Content starts

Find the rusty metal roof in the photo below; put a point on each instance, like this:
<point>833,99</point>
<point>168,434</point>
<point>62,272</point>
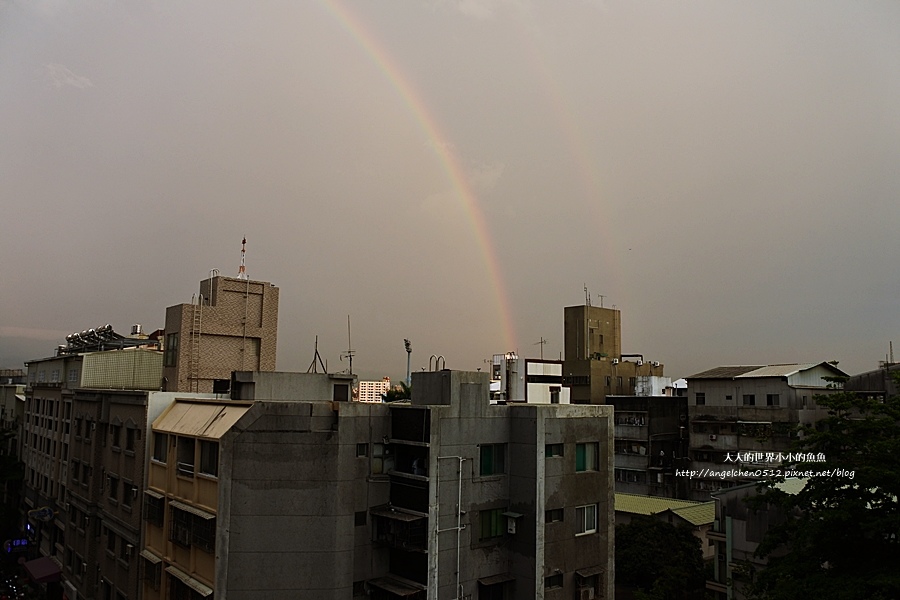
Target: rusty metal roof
<point>206,419</point>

Content ends

> **Brief**
Each line above has to be returned exactly. Drop the pictures.

> **Expected output**
Find the rusty metal roof in the photo below; put a point on each instance, like this:
<point>833,99</point>
<point>168,434</point>
<point>62,272</point>
Target: rusty metal roof
<point>206,419</point>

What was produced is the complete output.